On the AER Convolution Processors for FPGA by Linares Barranco, Alejandro et al.
On the AER Convolution Processors for FPGA 
A. Linares-Barranco, R. Paz-Vicente, F. Gómez-Rodríguez, A. Jiménez, M. Rivas, G. Jiménez, A. Civit
Robotic and Technology of Computers group. University of Seville. 
 Av. Reina Mercedes s/n, 41012-Sevilla, SPAIN. alinares@atc.us.es
Abstract— Image convolution operations in digital computer 
systems are usually very expensive operations in terms of 
resource consumption (processor resources and processing time) 
for an efficient Real-Time application. In these scenarios the 
visual information is divided into frames and each one has to be 
completely processed before the next frame arrives in order to 
warranty the real-time. A spike-based philosophy for computing 
convolutions based on the neuro-inspired Address-Event-
Representation (AER) is achieving high performances. In this 
paper we present two FPGA implementations of AER-based 
convolution processors for relatively small Xilinx FPGAs 
(Spartan-II 200 and Spartan-3 400), which process 64x64 images 
with 11x11 convolution kernels. The maximum equivalent 
operation rate that can be reached is 163.51 MOPS for 11x11 
kernels, in a Xilinx Spartan 3 400 FPGA with a 50MHz clock.

= Source data =
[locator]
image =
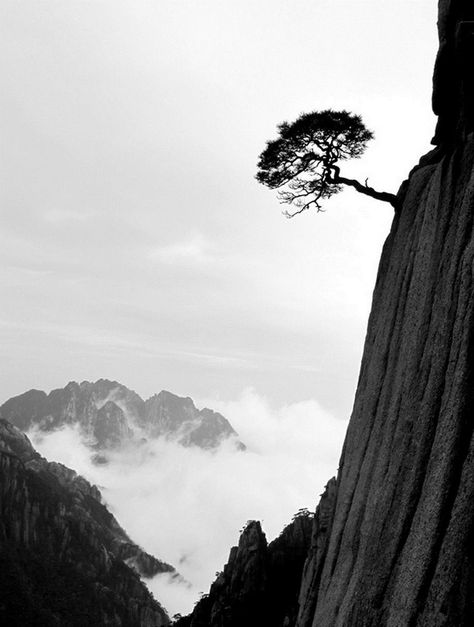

= Aim A =
Output the abstract on AER convolution processors word for word, from "Av. Reina Mercedes" to "and processing time)".
= Aim B =
In the abstract on AER convolution processors, what maximum equivalent operation rate is reached for 11x11 kernels?

= Exercise solution A =
Av. Reina Mercedes s/n, 41012-Sevilla, SPAIN. alinares@atc.us.es
Abstract— Image convolution operations in digital computer 
systems are usually very expensive operations in terms of 
resource consumption (processor resources and processing time)

= Exercise solution B =
163.51 MOPS, in a Xilinx Spartan 3 400 FPGA with a 50MHz clock.